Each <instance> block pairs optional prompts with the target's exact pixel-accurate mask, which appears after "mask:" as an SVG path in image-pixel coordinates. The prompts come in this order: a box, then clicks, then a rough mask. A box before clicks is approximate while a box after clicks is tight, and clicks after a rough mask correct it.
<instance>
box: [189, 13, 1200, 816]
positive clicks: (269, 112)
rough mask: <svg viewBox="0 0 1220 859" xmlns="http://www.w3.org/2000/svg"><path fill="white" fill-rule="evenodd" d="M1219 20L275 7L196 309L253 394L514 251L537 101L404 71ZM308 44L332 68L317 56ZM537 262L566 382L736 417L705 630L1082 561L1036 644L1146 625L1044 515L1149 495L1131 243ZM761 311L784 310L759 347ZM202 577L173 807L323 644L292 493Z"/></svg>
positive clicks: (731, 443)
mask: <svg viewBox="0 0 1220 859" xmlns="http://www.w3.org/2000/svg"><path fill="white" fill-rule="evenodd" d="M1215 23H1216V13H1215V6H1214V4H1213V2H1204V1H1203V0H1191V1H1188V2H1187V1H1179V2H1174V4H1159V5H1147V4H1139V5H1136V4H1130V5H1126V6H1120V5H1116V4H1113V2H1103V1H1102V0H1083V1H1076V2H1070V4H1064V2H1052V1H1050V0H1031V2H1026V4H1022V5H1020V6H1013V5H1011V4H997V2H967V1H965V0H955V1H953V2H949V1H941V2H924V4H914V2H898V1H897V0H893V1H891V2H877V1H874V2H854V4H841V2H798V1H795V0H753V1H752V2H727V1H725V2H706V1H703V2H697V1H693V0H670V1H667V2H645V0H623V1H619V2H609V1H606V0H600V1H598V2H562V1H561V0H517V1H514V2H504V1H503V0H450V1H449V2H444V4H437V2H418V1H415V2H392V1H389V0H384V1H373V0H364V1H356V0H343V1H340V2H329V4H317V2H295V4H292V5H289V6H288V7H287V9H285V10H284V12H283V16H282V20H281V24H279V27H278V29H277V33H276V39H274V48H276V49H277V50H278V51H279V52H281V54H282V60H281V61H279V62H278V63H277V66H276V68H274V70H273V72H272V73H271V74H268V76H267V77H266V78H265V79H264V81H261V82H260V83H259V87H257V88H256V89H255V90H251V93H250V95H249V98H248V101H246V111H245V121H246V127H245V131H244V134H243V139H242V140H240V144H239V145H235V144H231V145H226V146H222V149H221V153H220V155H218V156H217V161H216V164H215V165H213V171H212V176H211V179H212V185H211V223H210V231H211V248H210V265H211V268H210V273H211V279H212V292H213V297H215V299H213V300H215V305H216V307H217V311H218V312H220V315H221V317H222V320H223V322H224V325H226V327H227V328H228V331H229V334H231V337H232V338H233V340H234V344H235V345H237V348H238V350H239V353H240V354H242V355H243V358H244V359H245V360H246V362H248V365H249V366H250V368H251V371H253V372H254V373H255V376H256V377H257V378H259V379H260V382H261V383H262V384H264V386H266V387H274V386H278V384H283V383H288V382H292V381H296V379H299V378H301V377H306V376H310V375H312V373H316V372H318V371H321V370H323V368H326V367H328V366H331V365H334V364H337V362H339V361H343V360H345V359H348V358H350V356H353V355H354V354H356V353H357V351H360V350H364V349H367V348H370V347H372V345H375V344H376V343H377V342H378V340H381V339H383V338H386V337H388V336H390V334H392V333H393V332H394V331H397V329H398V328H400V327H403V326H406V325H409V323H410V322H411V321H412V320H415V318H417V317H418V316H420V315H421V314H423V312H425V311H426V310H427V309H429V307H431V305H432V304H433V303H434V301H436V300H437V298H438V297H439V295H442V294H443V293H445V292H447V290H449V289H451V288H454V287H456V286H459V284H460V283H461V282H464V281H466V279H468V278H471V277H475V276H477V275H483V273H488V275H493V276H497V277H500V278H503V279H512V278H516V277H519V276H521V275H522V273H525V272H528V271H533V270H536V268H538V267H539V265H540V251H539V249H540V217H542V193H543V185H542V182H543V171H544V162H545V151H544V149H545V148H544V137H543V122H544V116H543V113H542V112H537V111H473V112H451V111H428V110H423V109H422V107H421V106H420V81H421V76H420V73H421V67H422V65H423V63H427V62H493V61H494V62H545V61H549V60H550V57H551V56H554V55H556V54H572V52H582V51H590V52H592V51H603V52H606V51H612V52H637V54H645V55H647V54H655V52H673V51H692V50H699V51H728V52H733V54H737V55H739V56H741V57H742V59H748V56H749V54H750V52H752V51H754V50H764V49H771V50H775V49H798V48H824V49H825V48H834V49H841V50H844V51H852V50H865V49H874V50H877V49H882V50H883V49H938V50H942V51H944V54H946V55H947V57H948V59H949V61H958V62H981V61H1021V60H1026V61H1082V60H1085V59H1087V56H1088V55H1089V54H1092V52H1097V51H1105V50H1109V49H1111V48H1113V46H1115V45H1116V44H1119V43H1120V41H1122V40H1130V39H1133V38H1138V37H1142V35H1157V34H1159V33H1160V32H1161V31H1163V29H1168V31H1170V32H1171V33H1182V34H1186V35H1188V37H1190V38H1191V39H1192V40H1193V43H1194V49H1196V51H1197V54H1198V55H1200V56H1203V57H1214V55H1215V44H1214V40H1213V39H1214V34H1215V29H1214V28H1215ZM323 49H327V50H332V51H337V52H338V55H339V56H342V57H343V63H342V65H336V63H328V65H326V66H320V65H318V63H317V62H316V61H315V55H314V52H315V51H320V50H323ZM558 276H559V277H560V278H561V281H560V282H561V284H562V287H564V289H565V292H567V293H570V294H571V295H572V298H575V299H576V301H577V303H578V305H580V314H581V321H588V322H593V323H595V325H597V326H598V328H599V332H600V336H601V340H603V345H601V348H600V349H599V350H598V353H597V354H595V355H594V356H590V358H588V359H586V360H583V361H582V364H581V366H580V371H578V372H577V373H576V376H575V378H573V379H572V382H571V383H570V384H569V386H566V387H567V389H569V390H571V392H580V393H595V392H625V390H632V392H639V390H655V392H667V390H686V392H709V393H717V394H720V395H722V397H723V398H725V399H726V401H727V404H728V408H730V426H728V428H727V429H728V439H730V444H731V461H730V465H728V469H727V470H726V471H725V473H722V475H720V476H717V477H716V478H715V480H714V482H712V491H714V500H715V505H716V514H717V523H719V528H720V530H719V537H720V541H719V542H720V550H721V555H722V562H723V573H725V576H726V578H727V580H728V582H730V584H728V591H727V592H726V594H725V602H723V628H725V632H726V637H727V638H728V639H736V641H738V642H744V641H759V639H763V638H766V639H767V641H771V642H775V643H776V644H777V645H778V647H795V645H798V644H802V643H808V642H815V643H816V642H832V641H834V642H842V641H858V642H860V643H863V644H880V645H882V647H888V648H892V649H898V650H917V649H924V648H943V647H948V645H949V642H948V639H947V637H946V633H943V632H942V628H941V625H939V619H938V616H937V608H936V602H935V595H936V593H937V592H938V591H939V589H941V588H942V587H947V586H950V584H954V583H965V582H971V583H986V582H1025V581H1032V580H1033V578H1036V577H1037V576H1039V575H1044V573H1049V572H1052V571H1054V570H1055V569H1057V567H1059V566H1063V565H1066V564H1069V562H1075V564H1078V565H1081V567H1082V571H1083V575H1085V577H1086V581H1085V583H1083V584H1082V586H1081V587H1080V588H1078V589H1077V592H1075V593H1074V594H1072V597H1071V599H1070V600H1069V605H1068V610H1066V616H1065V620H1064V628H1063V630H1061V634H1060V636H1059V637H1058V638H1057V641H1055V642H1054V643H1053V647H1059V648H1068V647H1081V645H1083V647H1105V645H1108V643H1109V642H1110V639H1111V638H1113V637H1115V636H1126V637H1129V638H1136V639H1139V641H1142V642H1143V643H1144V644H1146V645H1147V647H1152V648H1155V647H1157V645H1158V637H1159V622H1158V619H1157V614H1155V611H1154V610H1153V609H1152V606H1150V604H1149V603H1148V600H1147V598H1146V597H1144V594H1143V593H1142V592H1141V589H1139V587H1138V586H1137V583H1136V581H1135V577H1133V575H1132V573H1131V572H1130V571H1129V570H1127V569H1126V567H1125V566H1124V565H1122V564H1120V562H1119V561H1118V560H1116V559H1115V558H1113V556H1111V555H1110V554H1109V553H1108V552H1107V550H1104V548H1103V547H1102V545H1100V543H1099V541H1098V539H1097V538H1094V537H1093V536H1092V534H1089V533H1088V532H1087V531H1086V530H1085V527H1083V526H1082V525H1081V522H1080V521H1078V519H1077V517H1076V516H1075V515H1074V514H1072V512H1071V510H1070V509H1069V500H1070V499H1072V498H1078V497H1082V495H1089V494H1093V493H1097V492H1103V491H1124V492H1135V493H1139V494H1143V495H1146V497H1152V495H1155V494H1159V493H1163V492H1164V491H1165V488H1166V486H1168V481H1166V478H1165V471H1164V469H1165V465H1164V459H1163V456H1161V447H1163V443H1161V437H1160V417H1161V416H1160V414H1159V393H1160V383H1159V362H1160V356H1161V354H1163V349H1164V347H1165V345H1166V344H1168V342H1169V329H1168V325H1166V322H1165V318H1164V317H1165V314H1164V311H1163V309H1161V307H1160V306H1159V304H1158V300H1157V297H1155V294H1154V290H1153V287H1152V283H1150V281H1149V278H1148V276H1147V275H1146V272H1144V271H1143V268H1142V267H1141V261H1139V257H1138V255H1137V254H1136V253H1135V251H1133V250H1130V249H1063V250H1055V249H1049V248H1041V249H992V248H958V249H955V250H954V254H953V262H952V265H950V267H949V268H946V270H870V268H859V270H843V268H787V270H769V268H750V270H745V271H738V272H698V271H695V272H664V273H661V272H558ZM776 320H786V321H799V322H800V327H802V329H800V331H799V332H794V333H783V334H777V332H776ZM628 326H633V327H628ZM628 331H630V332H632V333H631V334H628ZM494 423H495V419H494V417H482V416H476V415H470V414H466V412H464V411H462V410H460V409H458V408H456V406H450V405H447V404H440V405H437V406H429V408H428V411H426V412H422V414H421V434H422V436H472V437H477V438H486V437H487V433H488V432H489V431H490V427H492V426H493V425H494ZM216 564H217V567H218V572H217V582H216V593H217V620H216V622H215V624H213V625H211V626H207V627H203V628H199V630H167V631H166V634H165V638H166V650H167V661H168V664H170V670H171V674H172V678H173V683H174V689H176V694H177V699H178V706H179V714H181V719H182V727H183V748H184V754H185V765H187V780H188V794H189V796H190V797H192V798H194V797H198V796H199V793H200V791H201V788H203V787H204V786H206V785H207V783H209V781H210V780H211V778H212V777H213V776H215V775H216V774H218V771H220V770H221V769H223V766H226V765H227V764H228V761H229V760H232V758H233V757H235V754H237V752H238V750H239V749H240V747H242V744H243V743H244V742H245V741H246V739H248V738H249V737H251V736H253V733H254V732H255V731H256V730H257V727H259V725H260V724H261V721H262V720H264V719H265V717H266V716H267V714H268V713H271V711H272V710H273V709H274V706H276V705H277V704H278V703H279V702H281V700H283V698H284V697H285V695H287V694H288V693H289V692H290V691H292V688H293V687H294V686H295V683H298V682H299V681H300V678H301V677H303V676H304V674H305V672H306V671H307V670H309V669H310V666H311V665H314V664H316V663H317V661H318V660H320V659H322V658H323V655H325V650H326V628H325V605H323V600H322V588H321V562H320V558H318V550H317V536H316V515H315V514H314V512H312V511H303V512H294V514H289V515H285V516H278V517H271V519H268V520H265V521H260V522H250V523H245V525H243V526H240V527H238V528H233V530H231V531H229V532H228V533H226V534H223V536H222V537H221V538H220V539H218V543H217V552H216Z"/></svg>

_____

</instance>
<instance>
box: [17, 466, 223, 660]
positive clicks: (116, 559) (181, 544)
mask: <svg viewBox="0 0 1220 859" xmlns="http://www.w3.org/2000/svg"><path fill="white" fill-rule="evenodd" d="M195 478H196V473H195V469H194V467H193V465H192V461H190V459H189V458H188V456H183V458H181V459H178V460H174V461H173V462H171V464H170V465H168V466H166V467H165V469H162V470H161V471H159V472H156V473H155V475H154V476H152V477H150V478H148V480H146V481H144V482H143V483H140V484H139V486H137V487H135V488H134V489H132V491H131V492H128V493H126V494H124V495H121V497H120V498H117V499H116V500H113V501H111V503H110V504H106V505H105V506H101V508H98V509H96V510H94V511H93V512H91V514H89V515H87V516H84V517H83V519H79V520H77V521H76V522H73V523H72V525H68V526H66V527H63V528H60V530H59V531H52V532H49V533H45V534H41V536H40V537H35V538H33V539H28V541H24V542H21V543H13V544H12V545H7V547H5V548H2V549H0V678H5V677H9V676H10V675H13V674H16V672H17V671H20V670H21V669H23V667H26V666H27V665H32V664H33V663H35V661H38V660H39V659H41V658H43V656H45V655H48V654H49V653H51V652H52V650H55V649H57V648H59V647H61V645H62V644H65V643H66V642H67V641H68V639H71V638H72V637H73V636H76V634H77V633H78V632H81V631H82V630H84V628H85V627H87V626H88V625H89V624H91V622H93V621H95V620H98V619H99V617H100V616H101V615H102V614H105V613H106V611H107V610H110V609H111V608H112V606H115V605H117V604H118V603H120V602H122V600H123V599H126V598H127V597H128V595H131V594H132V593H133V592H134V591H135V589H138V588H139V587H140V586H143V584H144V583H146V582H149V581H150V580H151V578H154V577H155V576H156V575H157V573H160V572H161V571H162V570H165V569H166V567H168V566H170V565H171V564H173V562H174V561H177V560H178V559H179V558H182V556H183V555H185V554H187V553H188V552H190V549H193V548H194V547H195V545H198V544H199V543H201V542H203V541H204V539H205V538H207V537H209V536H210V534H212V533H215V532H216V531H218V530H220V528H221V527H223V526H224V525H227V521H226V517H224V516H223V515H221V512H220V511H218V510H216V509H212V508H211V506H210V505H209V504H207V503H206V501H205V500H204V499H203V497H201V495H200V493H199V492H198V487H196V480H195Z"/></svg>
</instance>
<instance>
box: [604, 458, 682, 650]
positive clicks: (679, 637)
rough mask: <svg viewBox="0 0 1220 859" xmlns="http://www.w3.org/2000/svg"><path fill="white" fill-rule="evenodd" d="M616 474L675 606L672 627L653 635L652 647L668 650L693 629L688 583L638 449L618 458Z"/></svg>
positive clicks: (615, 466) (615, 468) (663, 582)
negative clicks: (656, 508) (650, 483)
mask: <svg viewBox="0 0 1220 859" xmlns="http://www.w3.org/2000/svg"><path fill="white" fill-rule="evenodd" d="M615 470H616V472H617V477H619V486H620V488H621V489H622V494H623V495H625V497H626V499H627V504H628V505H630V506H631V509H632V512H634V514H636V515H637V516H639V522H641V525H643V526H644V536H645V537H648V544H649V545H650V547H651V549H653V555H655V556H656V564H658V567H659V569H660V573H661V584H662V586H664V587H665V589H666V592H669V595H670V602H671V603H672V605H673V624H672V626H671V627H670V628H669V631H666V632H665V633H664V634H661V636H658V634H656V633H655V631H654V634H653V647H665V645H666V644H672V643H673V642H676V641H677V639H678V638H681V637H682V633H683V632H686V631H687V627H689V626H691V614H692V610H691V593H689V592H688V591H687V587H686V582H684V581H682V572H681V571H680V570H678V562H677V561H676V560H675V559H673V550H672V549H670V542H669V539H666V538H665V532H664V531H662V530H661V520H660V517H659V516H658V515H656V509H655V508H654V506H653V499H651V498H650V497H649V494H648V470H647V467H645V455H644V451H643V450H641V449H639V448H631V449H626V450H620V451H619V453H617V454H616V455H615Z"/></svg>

_____

From the records above, quote only the lines running from the line with "positive clicks: (269, 112)" to the line with "20L275 7L196 309L253", both lines included.

positive clicks: (269, 112)
rough mask: <svg viewBox="0 0 1220 859" xmlns="http://www.w3.org/2000/svg"><path fill="white" fill-rule="evenodd" d="M1219 20L275 7L196 309L253 394L514 251L537 101L404 71ZM308 44L332 68L317 56ZM537 262L566 382L736 417L705 630L1082 561L1036 644L1146 625L1044 515L1149 495L1131 243ZM761 311L784 310L759 347ZM202 577L173 807L323 644L292 493Z"/></svg>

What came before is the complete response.